[Raw data — start]

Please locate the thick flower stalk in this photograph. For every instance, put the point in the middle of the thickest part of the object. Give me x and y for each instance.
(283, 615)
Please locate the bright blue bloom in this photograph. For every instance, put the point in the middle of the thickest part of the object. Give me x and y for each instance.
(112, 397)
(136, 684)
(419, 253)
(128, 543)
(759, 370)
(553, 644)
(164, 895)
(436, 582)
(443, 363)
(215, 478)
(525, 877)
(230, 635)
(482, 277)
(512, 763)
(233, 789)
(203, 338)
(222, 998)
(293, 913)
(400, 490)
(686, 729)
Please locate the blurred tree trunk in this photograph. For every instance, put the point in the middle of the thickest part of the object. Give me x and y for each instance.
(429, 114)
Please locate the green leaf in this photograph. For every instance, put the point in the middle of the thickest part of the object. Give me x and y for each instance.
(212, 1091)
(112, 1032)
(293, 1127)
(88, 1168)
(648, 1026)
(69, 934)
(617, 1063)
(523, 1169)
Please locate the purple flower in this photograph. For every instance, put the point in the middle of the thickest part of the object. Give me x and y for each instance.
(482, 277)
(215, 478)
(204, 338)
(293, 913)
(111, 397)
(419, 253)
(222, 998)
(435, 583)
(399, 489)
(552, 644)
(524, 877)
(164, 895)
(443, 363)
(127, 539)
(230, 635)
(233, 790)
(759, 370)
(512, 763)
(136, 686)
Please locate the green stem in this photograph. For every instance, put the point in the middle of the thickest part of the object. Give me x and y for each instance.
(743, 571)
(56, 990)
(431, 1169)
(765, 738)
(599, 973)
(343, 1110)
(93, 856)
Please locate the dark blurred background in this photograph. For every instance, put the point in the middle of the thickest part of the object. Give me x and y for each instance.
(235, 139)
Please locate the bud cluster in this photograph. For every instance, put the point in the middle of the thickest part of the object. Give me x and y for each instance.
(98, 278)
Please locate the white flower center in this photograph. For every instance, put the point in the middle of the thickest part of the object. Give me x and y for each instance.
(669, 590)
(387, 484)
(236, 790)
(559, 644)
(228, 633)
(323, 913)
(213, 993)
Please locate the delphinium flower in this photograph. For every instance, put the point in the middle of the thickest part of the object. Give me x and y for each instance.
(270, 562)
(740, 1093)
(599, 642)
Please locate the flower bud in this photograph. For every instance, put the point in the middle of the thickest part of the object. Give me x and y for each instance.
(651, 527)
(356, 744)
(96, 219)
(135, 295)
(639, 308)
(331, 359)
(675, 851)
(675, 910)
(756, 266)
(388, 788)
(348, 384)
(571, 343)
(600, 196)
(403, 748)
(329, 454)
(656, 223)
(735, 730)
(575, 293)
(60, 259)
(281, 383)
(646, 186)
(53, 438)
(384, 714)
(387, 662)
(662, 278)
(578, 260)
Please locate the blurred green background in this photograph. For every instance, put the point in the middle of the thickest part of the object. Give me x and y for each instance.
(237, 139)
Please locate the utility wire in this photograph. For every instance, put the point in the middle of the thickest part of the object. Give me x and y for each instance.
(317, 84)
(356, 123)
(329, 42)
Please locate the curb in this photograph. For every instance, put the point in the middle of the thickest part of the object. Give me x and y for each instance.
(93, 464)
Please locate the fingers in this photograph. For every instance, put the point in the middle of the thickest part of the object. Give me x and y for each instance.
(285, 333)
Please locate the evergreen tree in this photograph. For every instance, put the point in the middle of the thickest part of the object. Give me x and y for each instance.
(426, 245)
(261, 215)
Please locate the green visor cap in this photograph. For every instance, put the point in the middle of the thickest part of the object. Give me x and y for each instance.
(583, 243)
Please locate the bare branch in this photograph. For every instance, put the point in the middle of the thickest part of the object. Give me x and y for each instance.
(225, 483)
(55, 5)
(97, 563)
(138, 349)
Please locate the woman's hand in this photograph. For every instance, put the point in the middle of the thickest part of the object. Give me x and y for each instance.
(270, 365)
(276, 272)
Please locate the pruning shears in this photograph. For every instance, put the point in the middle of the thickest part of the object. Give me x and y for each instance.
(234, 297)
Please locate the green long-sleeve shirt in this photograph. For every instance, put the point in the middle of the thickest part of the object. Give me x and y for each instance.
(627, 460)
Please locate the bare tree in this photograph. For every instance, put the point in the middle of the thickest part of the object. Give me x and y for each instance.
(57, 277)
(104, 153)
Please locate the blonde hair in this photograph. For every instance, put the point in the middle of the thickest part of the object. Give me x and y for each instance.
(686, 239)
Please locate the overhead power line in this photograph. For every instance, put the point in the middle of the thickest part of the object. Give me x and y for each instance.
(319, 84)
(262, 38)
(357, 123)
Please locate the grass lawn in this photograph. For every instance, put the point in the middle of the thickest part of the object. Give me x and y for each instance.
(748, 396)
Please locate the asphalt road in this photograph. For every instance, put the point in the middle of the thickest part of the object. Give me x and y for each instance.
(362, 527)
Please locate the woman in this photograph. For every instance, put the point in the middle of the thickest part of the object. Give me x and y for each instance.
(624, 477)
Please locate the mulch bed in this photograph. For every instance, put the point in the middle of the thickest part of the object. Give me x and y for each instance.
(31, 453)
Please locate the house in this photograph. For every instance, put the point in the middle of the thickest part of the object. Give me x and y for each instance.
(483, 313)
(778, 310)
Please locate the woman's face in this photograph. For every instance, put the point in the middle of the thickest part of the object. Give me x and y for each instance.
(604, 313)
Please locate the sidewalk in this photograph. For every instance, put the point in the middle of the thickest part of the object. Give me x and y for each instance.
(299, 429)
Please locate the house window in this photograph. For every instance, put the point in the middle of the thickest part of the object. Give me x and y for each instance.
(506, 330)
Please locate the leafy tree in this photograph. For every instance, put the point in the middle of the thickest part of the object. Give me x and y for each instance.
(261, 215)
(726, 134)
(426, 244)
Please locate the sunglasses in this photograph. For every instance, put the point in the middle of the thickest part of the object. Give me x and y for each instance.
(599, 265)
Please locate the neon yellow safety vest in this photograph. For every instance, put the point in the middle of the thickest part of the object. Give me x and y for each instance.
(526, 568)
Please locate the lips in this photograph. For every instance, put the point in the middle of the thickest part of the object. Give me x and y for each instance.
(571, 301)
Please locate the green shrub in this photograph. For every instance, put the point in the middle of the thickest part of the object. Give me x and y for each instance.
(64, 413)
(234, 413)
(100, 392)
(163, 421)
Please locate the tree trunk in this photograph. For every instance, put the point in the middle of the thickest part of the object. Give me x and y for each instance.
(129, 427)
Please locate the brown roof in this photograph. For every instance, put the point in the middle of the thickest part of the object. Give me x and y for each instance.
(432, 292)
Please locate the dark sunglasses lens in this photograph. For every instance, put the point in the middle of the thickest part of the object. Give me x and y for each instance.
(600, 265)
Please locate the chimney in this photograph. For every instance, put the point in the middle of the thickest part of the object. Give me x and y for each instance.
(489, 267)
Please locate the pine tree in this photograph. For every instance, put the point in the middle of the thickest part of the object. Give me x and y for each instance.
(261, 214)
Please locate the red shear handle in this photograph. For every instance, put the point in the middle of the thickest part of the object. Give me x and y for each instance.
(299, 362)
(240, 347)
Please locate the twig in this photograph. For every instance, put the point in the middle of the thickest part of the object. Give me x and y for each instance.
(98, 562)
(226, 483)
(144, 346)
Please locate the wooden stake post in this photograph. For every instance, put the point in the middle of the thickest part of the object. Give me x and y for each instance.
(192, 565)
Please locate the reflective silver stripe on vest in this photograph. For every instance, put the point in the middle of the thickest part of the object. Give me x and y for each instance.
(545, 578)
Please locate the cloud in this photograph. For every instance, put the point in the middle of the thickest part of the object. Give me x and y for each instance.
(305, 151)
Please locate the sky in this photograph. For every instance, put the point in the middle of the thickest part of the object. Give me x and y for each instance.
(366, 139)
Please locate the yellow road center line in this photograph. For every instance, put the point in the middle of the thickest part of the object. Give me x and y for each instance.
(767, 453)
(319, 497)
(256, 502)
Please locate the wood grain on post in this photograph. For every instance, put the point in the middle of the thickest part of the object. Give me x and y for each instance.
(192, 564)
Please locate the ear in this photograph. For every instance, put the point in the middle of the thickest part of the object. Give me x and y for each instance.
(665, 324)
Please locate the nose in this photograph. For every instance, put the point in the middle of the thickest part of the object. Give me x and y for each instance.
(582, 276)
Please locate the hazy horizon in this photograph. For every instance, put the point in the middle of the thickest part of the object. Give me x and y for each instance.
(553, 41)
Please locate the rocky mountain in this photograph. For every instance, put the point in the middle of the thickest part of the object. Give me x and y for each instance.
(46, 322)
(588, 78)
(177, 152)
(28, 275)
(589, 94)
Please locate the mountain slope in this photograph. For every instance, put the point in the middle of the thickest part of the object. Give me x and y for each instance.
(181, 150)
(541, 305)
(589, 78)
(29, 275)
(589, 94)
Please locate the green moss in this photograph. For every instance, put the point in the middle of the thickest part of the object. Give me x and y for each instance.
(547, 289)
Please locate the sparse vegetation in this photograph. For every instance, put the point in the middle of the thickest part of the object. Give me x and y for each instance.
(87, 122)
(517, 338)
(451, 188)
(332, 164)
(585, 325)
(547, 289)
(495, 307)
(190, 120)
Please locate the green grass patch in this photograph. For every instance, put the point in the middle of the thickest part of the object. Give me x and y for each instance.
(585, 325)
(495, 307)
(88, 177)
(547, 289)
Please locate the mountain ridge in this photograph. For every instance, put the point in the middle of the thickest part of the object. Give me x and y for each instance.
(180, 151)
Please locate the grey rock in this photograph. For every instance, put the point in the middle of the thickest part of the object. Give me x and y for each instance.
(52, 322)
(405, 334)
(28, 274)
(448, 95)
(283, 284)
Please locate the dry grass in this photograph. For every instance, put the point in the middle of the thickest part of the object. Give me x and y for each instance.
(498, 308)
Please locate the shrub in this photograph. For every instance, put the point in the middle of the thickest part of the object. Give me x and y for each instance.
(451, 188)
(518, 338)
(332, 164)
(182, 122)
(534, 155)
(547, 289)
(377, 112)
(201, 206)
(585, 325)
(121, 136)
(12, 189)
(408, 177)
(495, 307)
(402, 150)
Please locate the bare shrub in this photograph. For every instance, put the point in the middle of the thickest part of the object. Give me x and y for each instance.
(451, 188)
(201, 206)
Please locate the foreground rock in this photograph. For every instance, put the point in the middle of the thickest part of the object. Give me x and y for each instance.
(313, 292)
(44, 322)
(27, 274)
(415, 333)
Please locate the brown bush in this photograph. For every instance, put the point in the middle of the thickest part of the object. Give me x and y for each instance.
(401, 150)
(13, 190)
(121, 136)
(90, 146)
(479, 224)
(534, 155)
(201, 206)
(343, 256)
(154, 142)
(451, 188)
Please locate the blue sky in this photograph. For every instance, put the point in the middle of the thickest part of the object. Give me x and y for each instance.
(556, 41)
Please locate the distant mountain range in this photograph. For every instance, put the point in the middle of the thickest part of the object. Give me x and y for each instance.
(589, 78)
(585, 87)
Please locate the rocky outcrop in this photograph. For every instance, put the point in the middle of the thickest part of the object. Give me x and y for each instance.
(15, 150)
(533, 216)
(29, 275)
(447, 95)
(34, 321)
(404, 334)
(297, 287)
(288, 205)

[Raw data — finish]

(Work to be completed): Your output should be an exact copy of every line from the one containing "Please locate the distant" through the end of the records.

(Response below):
Please locate the distant mountain range in this photograph. For every instance, put the point in the middle of the thickest part of the object. Give me x and y for each instance.
(589, 78)
(585, 87)
Please locate the rocky outcrop in this photograph. For every instance, put the point in the middle of the thickest part of the object. Give me x and y for each instance.
(15, 150)
(533, 216)
(29, 275)
(447, 95)
(34, 321)
(404, 334)
(297, 287)
(288, 205)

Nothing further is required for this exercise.